* **Quoted text**:
┄┄┄┄┄┄┄┄┄┄

# Do You Like Your Own Bedroom?



## ArtMusic (Jan 5, 2013)

One's bedroom is an important place for many. It's the place where we rest, perhaps study, perhaps entertain and overall, generally to relax.

Are you happy with your own bedroom? Now I am aware that many members might be away from home, so please answer this question as best as you can by referring to your bedroom that you consider as "home".


----------



## Art Rock (Nov 28, 2009)

You forgot one important aspect.


----------



## Kjetil Heggelund (Jan 4, 2016)

Been away at relatives of my wife for over 2 weeks and I MISS MY BEDROOM


----------



## ST4 (Oct 27, 2016)

Art Rock said:


> You forgot one important aspect.


The only thing which makes the bedroom any more special than any other room in the house


----------



## EddieRUKiddingVarese (Jan 8, 2013)

I try to not share my bedroom with Mr Bean mostly.....................


----------



## Pugg (Aug 8, 2014)

I share my bedroom with _one other person_ so it's not really my own.:angel:


----------



## hpowders (Dec 23, 2013)

I like my bedroom a lot. I do a lot of human research there....Masters & Johnson stuff.


----------



## eugeneonagain (May 14, 2017)

It's the only other room with enough space for my digital piano, which can be a distraction from going to bed on time. The room also needs redecorating.


----------



## Gordontrek (Jun 22, 2012)

I would like it more if it wasn't so dang hot, which is a problem because I'm a very warm sleeper. My air vent is covered by my dresser, which I can't put anywhere else because the room isn't big enough. Even with a duct over the vent blowing the air out from under the dresser, AND a floor fan blowing that cool air into the room, my room averages about 76 degrees F at night, and 80 or 81 during the day. Needless to say, I don't spend a whole lot of time in there except to sleep, and then, I use only a thin blanket and have my ceiling fan and that floor fan blowing right on me. 
Other than that it suits me fine.


----------



## ArtMusic (Jan 5, 2013)

I wonder if folks listen to a lot of classical music in their bedrooms. I suspect many would do.


----------



## ST4 (Oct 27, 2016)

ArtMusic said:


> I wonder if folks listen to a lot of classical music in their bedrooms. I suspect many would do.


Why would you do that when you have a huge stereo system with subwoofers in your lounge room?


----------



## Sonata (Aug 7, 2010)

┄┄┄┄┄┄┄┄┄┄

* **Data listing**:

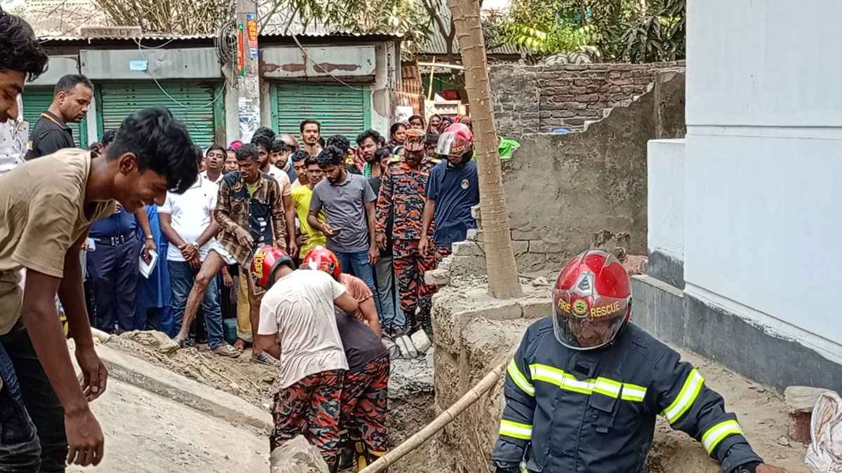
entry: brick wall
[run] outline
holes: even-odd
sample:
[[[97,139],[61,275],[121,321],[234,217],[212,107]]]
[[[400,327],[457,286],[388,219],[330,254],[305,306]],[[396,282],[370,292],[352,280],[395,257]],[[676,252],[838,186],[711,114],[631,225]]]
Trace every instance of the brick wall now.
[[[684,72],[685,62],[563,64],[491,67],[497,128],[501,135],[581,131],[614,107],[626,107],[652,88],[657,74]]]

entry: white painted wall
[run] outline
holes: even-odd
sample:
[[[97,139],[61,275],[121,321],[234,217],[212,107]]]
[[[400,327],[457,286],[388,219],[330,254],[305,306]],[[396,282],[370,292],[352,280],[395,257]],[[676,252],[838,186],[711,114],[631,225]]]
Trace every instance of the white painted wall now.
[[[826,0],[688,2],[686,292],[834,359],[840,22]]]
[[[685,141],[652,140],[647,157],[649,252],[684,261]]]

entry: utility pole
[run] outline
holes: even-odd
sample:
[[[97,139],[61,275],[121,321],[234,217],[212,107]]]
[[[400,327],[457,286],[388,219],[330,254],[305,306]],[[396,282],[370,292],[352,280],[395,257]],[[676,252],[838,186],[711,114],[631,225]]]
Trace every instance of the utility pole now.
[[[237,106],[239,139],[248,143],[260,126],[258,8],[255,0],[237,0]]]

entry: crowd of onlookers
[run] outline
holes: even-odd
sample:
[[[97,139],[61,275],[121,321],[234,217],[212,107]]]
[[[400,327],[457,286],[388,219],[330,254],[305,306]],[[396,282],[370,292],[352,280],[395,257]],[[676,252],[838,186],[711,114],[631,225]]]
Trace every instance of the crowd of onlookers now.
[[[84,116],[92,88],[82,76],[59,82],[57,106],[34,127],[30,148],[36,152],[28,158],[72,146],[67,123]],[[317,120],[305,120],[297,136],[261,127],[248,144],[197,148],[200,175],[187,192],[168,193],[163,205],[149,205],[134,215],[118,205],[91,227],[84,269],[92,326],[108,332],[159,330],[182,344],[207,343],[226,356],[237,356],[252,343],[257,308],[250,306],[255,300],[242,268],[248,255],[221,261],[212,274],[201,270],[211,248],[224,251],[215,238],[219,200],[243,205],[232,204],[220,186],[226,176],[249,172],[237,156],[245,146],[257,154],[251,171],[278,183],[275,226],[285,231],[282,245],[296,262],[316,247],[328,247],[344,272],[368,286],[386,334],[429,332],[435,288],[424,283],[424,272],[435,267],[453,242],[464,239],[474,226],[470,207],[478,203],[476,165],[461,162],[467,150],[448,156],[438,149],[443,134],[450,136],[444,145],[452,144],[454,133],[445,130],[454,121],[463,124],[470,141],[468,117],[434,114],[396,123],[388,136],[363,130],[354,142],[343,135],[322,136]],[[115,130],[105,131],[89,150],[103,153],[114,136]],[[428,202],[434,205],[425,212]],[[264,218],[255,212],[264,217],[274,212],[259,210],[257,200],[250,204],[245,206],[251,214],[242,217],[247,221]],[[269,243],[277,242],[270,238]],[[248,247],[257,243],[253,238]],[[141,275],[141,262],[152,263],[153,255],[151,274]],[[196,293],[192,299],[191,291]]]

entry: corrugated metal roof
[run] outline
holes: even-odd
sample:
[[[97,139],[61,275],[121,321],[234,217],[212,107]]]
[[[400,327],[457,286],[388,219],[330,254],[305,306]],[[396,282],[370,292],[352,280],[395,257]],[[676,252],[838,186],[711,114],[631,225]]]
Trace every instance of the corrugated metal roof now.
[[[44,43],[46,41],[87,41],[88,40],[212,40],[216,35],[163,35],[156,33],[144,33],[134,36],[72,36],[72,35],[48,35],[39,36],[38,40]]]
[[[299,37],[317,37],[317,38],[329,38],[329,37],[355,37],[355,38],[367,38],[375,36],[389,36],[392,38],[400,38],[400,35],[391,34],[391,33],[369,33],[369,34],[360,34],[360,33],[352,33],[352,32],[325,32],[321,34],[298,34],[296,36]],[[135,36],[72,36],[72,35],[47,35],[40,36],[38,40],[45,42],[88,42],[88,41],[166,41],[169,40],[213,40],[216,37],[216,35],[163,35],[163,34],[154,34],[154,33],[145,33],[143,35],[135,35]],[[281,32],[276,33],[264,33],[260,35],[261,38],[291,38],[290,35],[284,35]]]

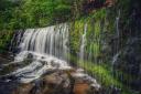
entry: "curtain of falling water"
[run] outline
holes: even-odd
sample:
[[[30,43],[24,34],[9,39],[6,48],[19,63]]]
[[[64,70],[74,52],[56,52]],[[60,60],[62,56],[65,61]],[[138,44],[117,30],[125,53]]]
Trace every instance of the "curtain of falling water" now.
[[[28,29],[23,34],[22,51],[34,51],[67,61],[68,24]]]

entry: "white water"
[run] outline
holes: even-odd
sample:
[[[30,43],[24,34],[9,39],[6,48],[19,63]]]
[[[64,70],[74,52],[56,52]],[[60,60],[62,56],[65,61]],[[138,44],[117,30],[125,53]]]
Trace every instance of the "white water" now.
[[[86,46],[86,32],[87,32],[87,23],[84,27],[84,33],[82,35],[82,43],[80,43],[80,51],[79,51],[79,59],[84,61],[84,52],[85,52],[85,46]]]
[[[84,60],[84,51],[86,46],[86,31],[87,24],[84,28],[84,34],[80,45],[80,59]],[[21,39],[19,39],[21,40]],[[18,41],[19,41],[18,40]],[[12,72],[19,79],[20,83],[30,83],[40,79],[45,73],[51,73],[59,70],[73,69],[68,64],[67,54],[68,49],[68,25],[59,24],[42,29],[28,29],[19,45],[20,53],[14,58],[13,63],[25,63],[25,66],[17,69]],[[26,61],[30,60],[30,61]],[[100,87],[95,79],[85,74],[83,70],[77,70],[74,77],[85,79],[91,83],[91,86]]]
[[[31,62],[11,74],[19,77],[21,83],[29,83],[46,72],[72,69],[67,63],[69,52],[67,42],[68,25],[66,23],[42,29],[28,29],[19,45],[21,51],[12,63],[24,63],[29,58]]]

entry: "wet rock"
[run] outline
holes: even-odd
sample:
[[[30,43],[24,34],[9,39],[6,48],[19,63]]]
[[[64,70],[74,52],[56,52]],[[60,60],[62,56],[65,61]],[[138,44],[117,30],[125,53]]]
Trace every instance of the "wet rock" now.
[[[20,85],[13,94],[94,94],[88,82],[73,77],[76,71],[56,71],[29,84]]]
[[[132,90],[141,90],[141,39],[131,38],[127,46],[117,55],[113,69],[121,71],[121,81]],[[115,72],[116,74],[116,72]],[[126,77],[128,75],[129,77]]]

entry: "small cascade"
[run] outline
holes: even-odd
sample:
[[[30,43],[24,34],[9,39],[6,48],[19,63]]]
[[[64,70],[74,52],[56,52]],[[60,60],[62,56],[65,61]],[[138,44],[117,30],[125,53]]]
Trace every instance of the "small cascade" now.
[[[80,51],[79,51],[80,61],[84,61],[84,59],[85,59],[86,32],[87,32],[87,23],[84,27],[84,33],[82,35]]]
[[[20,53],[14,58],[18,67],[9,75],[14,75],[21,83],[29,83],[40,79],[47,72],[56,70],[70,70],[67,54],[68,24],[58,24],[41,29],[28,29],[23,36],[19,38]],[[25,65],[24,65],[25,63]]]
[[[68,25],[59,24],[42,29],[28,29],[23,34],[21,51],[46,53],[67,60]]]
[[[84,27],[84,34],[82,36],[82,45],[79,58],[82,61],[85,59],[86,46],[86,31],[87,24]],[[47,73],[66,72],[74,70],[72,76],[79,81],[89,82],[89,85],[96,88],[100,88],[100,85],[95,79],[87,73],[74,69],[69,65],[69,35],[68,24],[58,24],[41,29],[28,29],[23,33],[20,41],[18,53],[14,58],[14,62],[11,62],[4,66],[17,64],[17,69],[13,70],[8,76],[14,76],[20,83],[30,83],[40,80],[41,76]],[[87,65],[83,63],[84,65]]]

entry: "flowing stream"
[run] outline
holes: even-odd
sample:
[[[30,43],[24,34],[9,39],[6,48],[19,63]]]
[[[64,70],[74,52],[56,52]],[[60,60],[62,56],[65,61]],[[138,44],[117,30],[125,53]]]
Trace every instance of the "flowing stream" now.
[[[74,70],[69,65],[69,25],[67,23],[41,28],[26,29],[21,36],[17,39],[20,52],[15,55],[14,62],[10,64],[19,65],[8,75],[14,75],[20,83],[30,83],[41,79],[46,73]],[[84,27],[79,59],[84,60],[86,46],[87,24]],[[18,36],[19,36],[18,35]],[[75,69],[74,77],[84,79],[90,82],[90,85],[99,88],[100,85],[95,79],[89,76],[82,69]]]

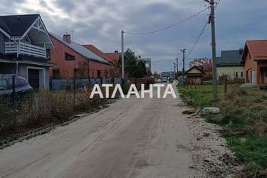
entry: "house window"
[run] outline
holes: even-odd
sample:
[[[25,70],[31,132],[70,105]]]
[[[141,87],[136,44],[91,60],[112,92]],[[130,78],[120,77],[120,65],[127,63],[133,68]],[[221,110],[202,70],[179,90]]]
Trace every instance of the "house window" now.
[[[28,35],[26,35],[23,38],[23,42],[25,43],[31,44],[31,39],[30,37],[28,37]]]
[[[5,79],[0,80],[0,90],[6,90],[6,81]]]
[[[73,61],[75,60],[75,56],[72,56],[71,54],[69,53],[65,53],[65,60],[66,61]]]
[[[75,78],[85,78],[84,70],[80,68],[74,68],[73,74]]]
[[[53,69],[52,70],[52,78],[53,79],[60,79],[61,78],[61,72],[59,69]]]
[[[101,77],[101,70],[98,70],[98,78],[100,78],[100,77]]]

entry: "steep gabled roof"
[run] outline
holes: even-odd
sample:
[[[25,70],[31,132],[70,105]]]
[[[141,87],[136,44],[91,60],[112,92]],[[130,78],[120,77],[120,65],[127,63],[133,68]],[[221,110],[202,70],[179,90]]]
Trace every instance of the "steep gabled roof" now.
[[[170,72],[170,71],[162,72],[162,77],[170,77],[173,75],[174,75],[174,72]]]
[[[246,41],[245,48],[242,54],[242,61],[250,53],[254,61],[267,60],[267,40],[253,40]]]
[[[243,49],[221,51],[221,57],[216,58],[216,64],[217,66],[240,66],[242,53]]]
[[[198,68],[197,66],[192,67],[191,68],[189,68],[189,70],[187,70],[185,72],[185,73],[186,74],[190,73],[190,71],[192,71],[193,69],[196,69],[198,71],[197,73],[194,73],[194,74],[204,74],[204,73],[205,73],[201,69],[200,69],[199,68]]]
[[[68,43],[67,41],[64,41],[63,37],[60,37],[57,35],[55,35],[52,33],[50,33],[50,35],[66,45],[66,46],[69,47],[72,50],[76,51],[77,53],[80,53],[81,56],[85,57],[87,59],[95,61],[99,63],[103,63],[105,64],[110,64],[107,61],[98,56],[98,55],[95,54],[81,44],[75,43],[73,41],[70,41],[70,43]]]
[[[120,61],[120,53],[105,53],[105,54],[110,59],[110,62],[115,63]]]
[[[39,14],[0,16],[0,28],[11,36],[21,36],[39,17]]]
[[[98,55],[98,56],[100,56],[101,58],[103,58],[105,61],[111,61],[110,58],[108,56],[108,55],[106,55],[105,53],[102,52],[100,49],[96,48],[95,46],[91,45],[91,44],[83,45],[83,46],[84,47],[85,47],[87,49],[88,49],[90,51],[92,51],[93,53],[94,53],[95,54]]]

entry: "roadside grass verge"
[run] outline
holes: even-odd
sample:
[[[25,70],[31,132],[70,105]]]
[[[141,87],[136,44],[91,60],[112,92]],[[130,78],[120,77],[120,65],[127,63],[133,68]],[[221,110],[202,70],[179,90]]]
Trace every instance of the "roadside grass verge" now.
[[[178,86],[187,104],[197,110],[218,107],[220,119],[206,117],[206,122],[222,126],[221,135],[229,147],[252,171],[267,168],[267,92],[258,88],[240,88],[228,85],[223,100],[223,85],[218,85],[218,100],[212,99],[212,85]]]
[[[26,100],[8,105],[9,100],[0,102],[0,146],[14,135],[22,135],[28,131],[58,125],[69,121],[75,115],[90,112],[107,103],[98,96],[90,98],[91,90],[50,91],[43,90]],[[25,136],[25,135],[24,135]]]

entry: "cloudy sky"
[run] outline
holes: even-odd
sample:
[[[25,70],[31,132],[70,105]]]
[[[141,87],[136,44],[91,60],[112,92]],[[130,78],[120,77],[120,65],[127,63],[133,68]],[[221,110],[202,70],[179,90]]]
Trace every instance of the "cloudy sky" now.
[[[68,32],[76,42],[109,52],[120,50],[121,30],[157,30],[206,7],[203,0],[1,0],[0,14],[40,14],[48,31],[58,35]],[[217,55],[221,50],[243,48],[246,40],[267,38],[266,9],[266,0],[221,0],[216,9]],[[194,46],[209,14],[207,9],[159,33],[125,33],[125,48],[152,58],[153,70],[170,70],[175,57],[181,61],[179,49],[189,51]],[[210,31],[209,24],[194,51],[186,55],[186,68],[194,58],[211,57]]]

┄┄┄┄┄┄┄┄┄┄

* **Parts of the exercise**:
• 1. Reproduce the part of the bedroom thread starting with "I like my bedroom" and going on through "also needs redecorating.", word for word.
• 2. Find every line in the records that contains the string "white", matching case exactly, and copy each of those lines.

* **Written answers**:
• 1.
I like my bedroom a lot. I do a lot of human research there....Masters & Johnson stuff.


----------



## eugeneonagain (May 14, 2017)

It's the only other room with enough space for my digital piano, which can be a distraction from going to bed on time. The room also needs redecorating.

• 2.
entry: white painted wall
Trace every instance of the white painted wall now.
entry: "white water"
Trace every instance of the "white water" now.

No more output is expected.